== FRAGMENTO DE LECTURA ==
• A prueba de balas, tortura, desencuentros políticos, Rodolfo Reyes, nunca ha concebido el arte como algo superfluo y conservador; al contrario, su lucha encarnizada por llevar la danza a todos los rincones de Latinoamérica
CIUDAD DE MÉXICO.
A prueba de balas, tortura,
desencuentros políticos, Rodolfo Reyes (Chiapas, 1936) nunca ha concebido el
arte como algo superfluo y conservador; al contrario, su lucha encarnizada por
llevar la danza a todos los rincones de Latinoamérica siempre ha tenido como
detonador al poeta e ideólogo José Martí: “Solamente un pueblo culto puede ser
veramente libre”.
Lejos de todo populismo ramplón, el bailarín,
maestro, coreógrafo y promotor ha dedicado su vida a darle verdadero sentido
comunitario a lo que parecería ser un arte elitista y burgués. Fundador de
grandes agrupaciones dancísticas en Cuba, Ecuador, Chile y Nicaragua, entre
otros países, Reyes también creó grupos en México, como Alternativa y Barro Rojo.
Su legado es inconmensurable y, lejos de la
imagen del viejito cansado, a sus 83 años sigue dando clases, escribe con
lucidez y sigue intentando crear centros culturales o reavivar los ya
existentes. Es tenaz e impecable.
A principios del siglo XXI le hice
una entrevista para ser trasmitida para la serie radiofónica Vida al aire. Durante esa larga conversación, siempre
directo y feroz en su militancia hacia la izquierda, sin tapujos, me abrió
diversos episodios de su transcurrir en la cultura de países donde la danza se
transformó gracias a procesos revolucionarios, algunos de ellos traicionados y
otros, por suerte todavía pervive.

== ENTRADAS PROPORCIONADAS ==
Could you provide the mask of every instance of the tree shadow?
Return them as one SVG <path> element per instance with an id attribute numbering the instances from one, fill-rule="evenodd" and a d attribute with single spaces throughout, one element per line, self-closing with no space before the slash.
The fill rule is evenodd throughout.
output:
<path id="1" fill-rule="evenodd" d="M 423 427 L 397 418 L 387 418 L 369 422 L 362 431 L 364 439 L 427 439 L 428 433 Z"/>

== EJERCICIO ==
Repita al pie de la letra el fragmento sobre Rodolfo Reyes, comenzando por "A principios del" y continuando hasta "suerte todavía pervive.". Para esta actividad no se requieren las entradas.

== RESPUESTA ==
A principios del siglo XXI le hice
una entrevista para ser trasmitida para la serie radiofónica Vida al aire. Durante esa larga conversación, siempre
directo y feroz en su militancia hacia la izquierda, sin tapujos, me abrió
diversos episodios de su transcurrir en la cultura de países donde la danza se
transformó gracias a procesos revolucionarios, algunos de ellos traicionados y
otros, por suerte todavía pervive.